Who’s who? My dad

I spent a lot of time today with the memory of my dad. I feel like the past few weeks have been so filled fending off the poisoned barbs of hatred that I kind of lost focus on letting in the things that are really important to me.

My dad was one of the things that was really important to me. He wasn’t perfect, but he was such an influential person in my life. He was exceptionally unreasonable during my teenage years (I have no idea why…) and we could really get into it sometimes, but through it all I knew that he loved me unconditionally and always had my back.

Actually, my parents were/are such great examples of what unconditional love is. Even when I’ve been at my most lost and scattered, they have always provided me with a safe place to land. That security of having people who are there for me no matter what is so important, it gives me the freedom to take chances and explore who I am and what my purpose is.

After Dad died I had a lot of friends and family come up to me and express their gratitude for things that Dad had done for them. He had often stepped in and given support, and frequently free legal advice as well, to the people in our lives. He not only provided me with that sense of security and trust, but he gave it freely to so many others as well. He lived with a sense of abundance, not holding onto his knowledge or love, but spreading it around because there was enough for everyone.

He showed me what to expect from a man. Someone who not only worked hard and was successful at his career (and he was very successful), but who lived with integrity, spent time with his family, laughed, loved, and jumped full on into life. I think I took it for granted that because this was my experience all dads are like this. I will never take that for granted again. They’re not.

» Exercises to complete:
1. Answer these questions about the post about the writer's dad:
(a) During which period of the writer's life was the dad exceptionally unreasonable?
(b) Besides support, what did the dad frequently give the people in their lives?
(c) What does the security of unconditional love give the writer the freedom to do?
2. Pick up the post about the writer's dad after its final sentence and write what comes next.
The records that follow have nothing to do with this.

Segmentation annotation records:
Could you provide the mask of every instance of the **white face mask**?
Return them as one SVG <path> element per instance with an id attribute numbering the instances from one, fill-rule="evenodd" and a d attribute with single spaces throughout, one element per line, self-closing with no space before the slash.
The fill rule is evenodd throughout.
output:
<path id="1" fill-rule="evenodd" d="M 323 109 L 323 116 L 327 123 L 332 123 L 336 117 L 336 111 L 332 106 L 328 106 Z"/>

» Results of the exercise:
1.
(a) The writer's teenage years.
(b) Free legal advice.
(c) To take chances and explore who they are and what their purpose is.

2.
He not only took great interest in the things that we were doing – I can think of him sitting for hours listening as I babbled on about whatever was my current obsession, probably wanting to stab his eyeballs out, but smiling and encouraging – but he shone that same love and support on his grandchildren. My kids still talk daily about things they did with grandpa and how much they miss his presence. The way he lived his life has made a huge impression on Jacob, and he talks often about becoming the kind of man grandpa was. Jacob is already a good, honest young man. I have no doubt he will make his grandpa proud.

I realize the older I get how exceptional my dad was. I’m realizing in fact how exceptional my entire family is. I don’t know how it happened, but I won the awesome family lottery in that I have this ready made tribe of people who are so strong, loving and kind.

My mom sent me an email this afternoon letting me know that my dad was listed in this year’s Canadian Who’s Who. It’s so wonderful to read about his accomplishments, but to me his real achievement was the kind of person he was. The way he lived his life is something I can hold onto and aspire to. I will always have his tendency to have temper meltdowns (blow it out and move on), but that’s part of being human. To live with an open heart so that people can trust and depend on you as my dad did – that’s a real life achievement.


 I miss you Dad xox


Birthday time 

Today we celebrated my Mom’s birthday. I won’t tell you the number but it was a big one. In the past 11 years we have only been with her for one other birthday celebration, so it was wonderful to get to actually be in person with her on her special day.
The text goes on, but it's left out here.